## GIVEN TASK
In the Elara upgrade thread, what upgrade price was offered at check-in after the first poster pushed back?

## EXTRACT

++++++++

# Tip for upgrade at Elara



## SmithOp (Dec 9, 2012)

I just got back from Elara, booked a special cash rate on Hilton web site, $99 night for Junior Deluxe Suite.  The web site offers instant upgrade at $30, I declined.  At check in I pushed back again, then she offered $15, gave me a 50% HHonors Member discount


----------



## vegasVIP (Dec 12, 2012)

Is the rooms the same I have seen on YouTube?  Edgy dcorations and furnishings with a drop screen and projector for a TV?  Was wondering if HGVC had other units they designed for us.  Either way would be fine with me.


----------



## SmithOp (Dec 12, 2012)

*No decor changes yet*

Yes, the 1 br deluxe on the upper floors have the projector and spa tub in the bedroom.  We actually liked it, gaudy and cheesy like old Vegas . Will stay there again, nice being right on the MM Mall.

++++++++

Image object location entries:
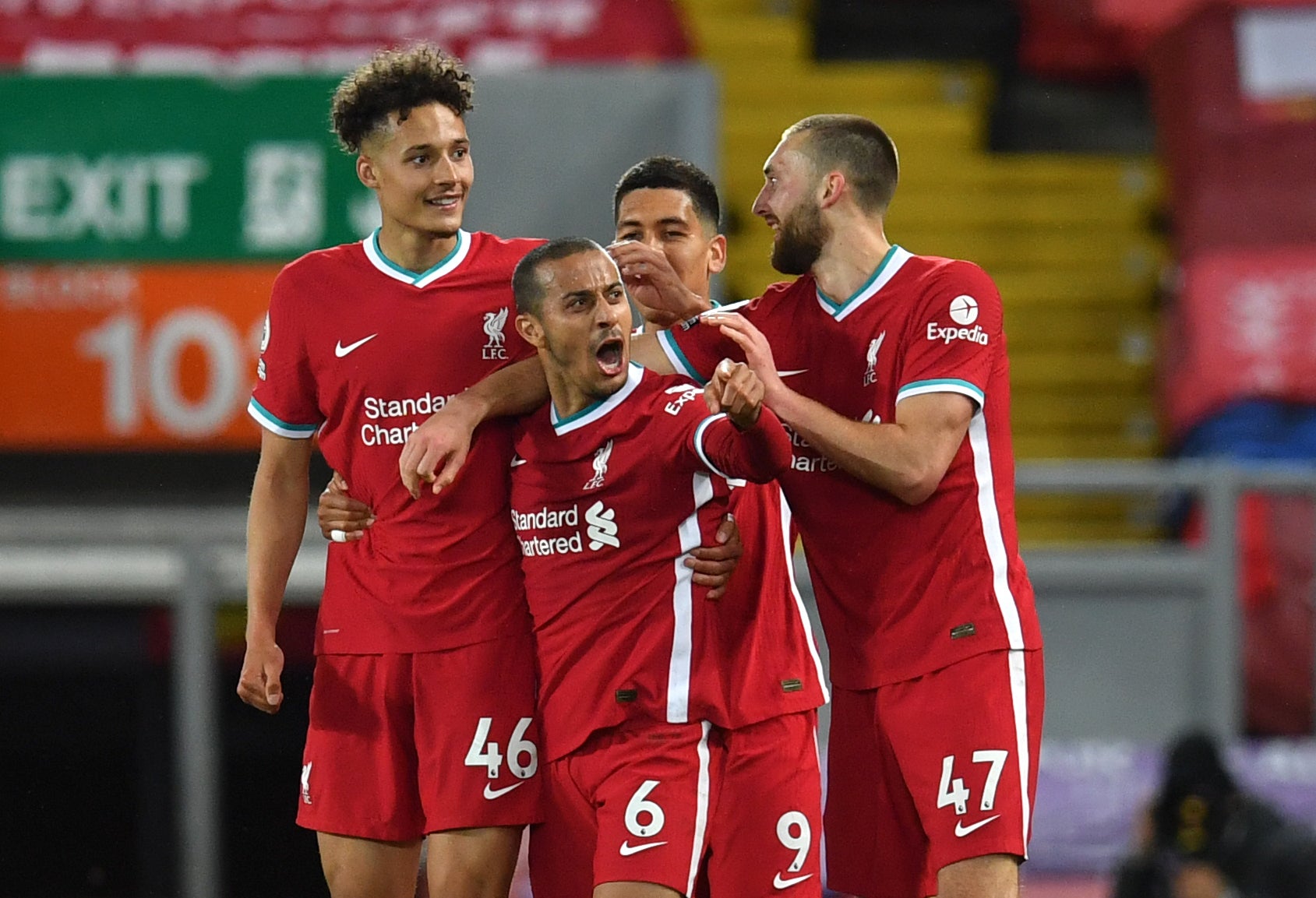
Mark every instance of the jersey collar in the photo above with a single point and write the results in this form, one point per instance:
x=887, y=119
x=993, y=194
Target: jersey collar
x=591, y=413
x=887, y=269
x=425, y=278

++++++++

## CORRECT RESPONSE
$15